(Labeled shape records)
□ □ □ □ □

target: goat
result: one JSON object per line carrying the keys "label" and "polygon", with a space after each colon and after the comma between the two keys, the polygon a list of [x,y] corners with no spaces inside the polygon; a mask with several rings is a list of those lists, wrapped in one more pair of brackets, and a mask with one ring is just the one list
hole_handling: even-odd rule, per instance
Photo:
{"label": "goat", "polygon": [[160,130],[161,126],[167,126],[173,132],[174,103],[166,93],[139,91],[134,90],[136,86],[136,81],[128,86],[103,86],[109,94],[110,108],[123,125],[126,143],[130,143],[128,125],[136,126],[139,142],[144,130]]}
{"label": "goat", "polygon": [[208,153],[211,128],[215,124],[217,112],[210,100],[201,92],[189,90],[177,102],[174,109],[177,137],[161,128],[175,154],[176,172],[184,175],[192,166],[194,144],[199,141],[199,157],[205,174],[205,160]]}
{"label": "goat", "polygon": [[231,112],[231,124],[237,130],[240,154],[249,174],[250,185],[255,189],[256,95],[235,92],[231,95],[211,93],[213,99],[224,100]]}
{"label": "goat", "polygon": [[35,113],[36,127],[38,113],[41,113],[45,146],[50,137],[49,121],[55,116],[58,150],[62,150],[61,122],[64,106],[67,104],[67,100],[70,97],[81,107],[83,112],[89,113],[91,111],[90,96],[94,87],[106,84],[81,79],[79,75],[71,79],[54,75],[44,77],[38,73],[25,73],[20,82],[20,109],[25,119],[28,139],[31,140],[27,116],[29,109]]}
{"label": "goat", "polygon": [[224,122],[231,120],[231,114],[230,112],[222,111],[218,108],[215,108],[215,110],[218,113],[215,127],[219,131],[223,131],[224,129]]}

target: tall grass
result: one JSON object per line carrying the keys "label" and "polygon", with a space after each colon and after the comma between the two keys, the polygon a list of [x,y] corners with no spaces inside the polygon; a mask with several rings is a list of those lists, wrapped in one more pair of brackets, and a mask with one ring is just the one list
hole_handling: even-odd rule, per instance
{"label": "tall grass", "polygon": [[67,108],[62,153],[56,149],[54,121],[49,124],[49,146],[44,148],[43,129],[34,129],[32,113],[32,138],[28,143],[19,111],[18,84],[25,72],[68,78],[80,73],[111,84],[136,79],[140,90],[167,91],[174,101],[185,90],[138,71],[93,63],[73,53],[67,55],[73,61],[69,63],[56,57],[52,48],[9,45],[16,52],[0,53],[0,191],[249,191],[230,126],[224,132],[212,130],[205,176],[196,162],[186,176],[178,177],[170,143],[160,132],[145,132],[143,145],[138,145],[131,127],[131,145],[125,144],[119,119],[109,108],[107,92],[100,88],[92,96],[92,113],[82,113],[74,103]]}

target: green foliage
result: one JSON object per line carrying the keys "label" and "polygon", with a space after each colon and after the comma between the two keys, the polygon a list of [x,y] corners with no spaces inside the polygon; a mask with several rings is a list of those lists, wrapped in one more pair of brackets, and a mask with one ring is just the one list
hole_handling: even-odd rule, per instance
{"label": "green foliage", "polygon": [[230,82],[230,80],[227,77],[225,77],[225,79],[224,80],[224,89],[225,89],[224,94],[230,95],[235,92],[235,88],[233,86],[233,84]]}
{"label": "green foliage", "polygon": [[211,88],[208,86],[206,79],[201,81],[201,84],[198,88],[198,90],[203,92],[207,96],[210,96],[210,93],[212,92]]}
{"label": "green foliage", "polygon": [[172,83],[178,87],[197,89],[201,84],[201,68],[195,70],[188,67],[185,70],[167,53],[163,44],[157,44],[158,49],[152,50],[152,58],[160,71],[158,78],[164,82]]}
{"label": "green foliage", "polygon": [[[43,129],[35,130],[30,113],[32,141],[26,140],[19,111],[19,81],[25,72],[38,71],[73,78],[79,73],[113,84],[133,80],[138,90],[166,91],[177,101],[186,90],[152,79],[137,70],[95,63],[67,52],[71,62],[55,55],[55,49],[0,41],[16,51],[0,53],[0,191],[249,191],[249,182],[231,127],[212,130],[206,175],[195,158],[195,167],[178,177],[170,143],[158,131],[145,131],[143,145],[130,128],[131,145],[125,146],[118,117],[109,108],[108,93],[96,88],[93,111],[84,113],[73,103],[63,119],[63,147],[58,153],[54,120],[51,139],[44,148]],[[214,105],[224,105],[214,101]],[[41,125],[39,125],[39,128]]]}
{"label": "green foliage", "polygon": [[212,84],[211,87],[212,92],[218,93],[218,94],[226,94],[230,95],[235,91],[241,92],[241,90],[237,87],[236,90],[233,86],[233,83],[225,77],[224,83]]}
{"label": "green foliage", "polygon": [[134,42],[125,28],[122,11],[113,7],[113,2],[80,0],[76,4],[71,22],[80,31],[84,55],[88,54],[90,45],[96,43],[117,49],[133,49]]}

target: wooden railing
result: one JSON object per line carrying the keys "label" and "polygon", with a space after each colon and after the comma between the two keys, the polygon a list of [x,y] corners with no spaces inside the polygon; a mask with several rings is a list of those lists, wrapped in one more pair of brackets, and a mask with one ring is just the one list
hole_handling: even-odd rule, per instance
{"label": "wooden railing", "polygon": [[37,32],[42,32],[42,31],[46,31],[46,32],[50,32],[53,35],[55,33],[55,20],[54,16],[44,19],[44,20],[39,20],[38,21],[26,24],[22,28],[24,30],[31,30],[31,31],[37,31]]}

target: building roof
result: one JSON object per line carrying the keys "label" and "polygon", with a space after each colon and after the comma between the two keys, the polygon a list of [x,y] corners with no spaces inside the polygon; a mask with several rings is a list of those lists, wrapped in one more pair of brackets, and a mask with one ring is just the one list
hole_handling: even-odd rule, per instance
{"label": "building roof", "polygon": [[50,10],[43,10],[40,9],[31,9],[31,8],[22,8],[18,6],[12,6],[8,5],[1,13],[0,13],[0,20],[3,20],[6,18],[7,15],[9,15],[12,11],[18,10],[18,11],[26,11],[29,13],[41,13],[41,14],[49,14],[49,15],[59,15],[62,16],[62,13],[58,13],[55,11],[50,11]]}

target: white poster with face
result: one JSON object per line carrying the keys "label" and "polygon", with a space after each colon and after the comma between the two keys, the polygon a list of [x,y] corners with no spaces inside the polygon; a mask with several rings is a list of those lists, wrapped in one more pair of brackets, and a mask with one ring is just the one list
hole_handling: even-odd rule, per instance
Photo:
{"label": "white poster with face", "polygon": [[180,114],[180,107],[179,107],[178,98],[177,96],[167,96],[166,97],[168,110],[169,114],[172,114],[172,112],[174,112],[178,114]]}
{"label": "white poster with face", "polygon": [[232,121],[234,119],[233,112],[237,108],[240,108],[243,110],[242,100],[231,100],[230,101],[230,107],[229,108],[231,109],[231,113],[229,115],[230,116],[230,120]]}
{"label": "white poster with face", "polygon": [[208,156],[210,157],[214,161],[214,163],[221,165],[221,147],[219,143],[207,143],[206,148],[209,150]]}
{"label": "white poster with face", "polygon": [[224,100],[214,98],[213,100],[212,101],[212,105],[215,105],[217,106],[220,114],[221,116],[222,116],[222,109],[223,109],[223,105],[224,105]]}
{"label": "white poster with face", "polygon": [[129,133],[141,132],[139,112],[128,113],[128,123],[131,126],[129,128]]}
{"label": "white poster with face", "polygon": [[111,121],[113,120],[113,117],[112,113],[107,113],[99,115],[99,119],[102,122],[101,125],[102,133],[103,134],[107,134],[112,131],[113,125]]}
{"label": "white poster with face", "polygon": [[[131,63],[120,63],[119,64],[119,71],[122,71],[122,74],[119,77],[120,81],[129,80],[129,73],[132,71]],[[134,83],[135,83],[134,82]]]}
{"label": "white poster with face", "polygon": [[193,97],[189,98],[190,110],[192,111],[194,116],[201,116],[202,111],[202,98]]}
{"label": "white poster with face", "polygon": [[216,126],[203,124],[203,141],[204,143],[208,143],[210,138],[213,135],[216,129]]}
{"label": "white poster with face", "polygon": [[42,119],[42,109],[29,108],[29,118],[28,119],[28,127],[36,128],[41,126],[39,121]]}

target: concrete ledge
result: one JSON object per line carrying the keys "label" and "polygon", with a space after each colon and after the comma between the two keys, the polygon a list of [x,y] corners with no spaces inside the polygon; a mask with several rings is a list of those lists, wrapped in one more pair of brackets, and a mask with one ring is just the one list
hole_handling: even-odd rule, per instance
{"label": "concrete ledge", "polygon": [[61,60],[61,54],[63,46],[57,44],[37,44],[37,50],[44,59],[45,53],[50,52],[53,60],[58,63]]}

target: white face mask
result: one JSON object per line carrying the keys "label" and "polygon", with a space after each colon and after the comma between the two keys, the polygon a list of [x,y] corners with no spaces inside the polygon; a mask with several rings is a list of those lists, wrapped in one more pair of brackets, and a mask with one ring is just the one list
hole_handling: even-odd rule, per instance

□ □ □ □ □

**TASK INSTRUCTIONS**
Find every line in the listing above that contains the string "target", and copy each of those lines.

**RESPONSE**
target: goat
target: tall grass
target: green foliage
target: wooden railing
target: building roof
target: white poster with face
target: concrete ledge
target: white face mask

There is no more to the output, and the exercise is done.